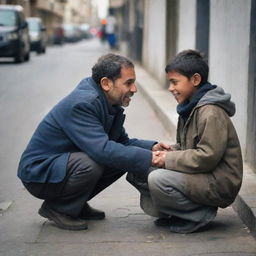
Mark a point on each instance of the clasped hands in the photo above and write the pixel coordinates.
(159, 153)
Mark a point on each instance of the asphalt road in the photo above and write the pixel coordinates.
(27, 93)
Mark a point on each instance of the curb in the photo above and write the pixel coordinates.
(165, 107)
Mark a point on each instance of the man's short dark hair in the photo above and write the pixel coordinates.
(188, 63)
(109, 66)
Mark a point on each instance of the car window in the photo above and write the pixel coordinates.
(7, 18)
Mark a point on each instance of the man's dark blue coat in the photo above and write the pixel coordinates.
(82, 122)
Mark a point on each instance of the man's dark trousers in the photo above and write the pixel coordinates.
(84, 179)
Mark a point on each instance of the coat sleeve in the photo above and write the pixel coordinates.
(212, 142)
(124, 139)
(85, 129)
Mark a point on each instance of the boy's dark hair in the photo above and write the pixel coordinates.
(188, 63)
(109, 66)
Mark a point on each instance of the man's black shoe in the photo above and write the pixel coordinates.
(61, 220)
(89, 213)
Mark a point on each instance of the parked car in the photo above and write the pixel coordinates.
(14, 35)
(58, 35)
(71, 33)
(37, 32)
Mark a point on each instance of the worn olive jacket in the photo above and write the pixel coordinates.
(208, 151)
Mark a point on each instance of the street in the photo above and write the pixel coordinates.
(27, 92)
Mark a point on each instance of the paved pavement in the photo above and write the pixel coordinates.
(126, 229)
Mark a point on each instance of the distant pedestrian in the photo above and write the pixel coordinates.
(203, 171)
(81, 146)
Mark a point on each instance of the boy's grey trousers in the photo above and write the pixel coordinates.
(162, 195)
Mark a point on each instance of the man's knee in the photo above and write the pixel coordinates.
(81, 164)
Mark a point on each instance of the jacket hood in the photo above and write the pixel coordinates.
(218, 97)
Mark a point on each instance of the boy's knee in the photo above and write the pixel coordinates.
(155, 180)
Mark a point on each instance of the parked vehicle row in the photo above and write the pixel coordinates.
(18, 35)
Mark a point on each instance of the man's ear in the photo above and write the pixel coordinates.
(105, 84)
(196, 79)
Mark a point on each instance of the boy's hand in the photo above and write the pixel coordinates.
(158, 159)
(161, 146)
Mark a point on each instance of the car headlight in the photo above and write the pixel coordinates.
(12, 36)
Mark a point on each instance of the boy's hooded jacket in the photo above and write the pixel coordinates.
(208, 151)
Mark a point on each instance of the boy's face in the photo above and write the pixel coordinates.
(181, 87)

:::::

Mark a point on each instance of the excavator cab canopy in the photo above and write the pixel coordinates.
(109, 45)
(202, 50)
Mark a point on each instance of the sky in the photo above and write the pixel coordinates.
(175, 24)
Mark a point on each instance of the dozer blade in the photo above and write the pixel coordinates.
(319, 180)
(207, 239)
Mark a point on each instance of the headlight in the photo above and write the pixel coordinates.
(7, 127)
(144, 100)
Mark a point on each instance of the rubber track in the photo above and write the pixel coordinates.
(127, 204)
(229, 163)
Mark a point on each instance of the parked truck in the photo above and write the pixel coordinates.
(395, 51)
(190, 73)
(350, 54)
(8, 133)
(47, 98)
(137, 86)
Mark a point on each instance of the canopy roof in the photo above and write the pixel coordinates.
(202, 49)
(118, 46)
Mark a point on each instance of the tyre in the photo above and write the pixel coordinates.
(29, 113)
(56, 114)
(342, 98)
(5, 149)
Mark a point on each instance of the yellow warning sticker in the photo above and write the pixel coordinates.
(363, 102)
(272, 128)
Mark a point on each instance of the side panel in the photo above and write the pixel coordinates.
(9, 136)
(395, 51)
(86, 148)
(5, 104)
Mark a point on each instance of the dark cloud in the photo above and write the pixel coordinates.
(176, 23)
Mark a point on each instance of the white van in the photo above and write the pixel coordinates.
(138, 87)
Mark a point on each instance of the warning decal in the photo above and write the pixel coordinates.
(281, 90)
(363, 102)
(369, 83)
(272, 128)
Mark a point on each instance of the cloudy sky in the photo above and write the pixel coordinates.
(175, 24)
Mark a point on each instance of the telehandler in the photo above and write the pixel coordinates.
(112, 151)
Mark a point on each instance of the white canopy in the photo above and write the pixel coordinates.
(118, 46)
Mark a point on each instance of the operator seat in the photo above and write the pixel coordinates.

:::::

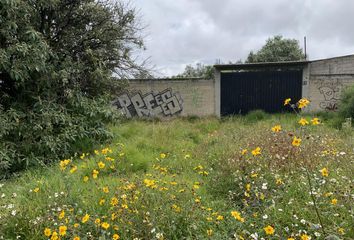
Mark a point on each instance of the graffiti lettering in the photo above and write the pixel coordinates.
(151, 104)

:::::

## Set task
Count the lines in the entries above that contain the word "jacket", and reply with the number alone.

## Completed exercise
3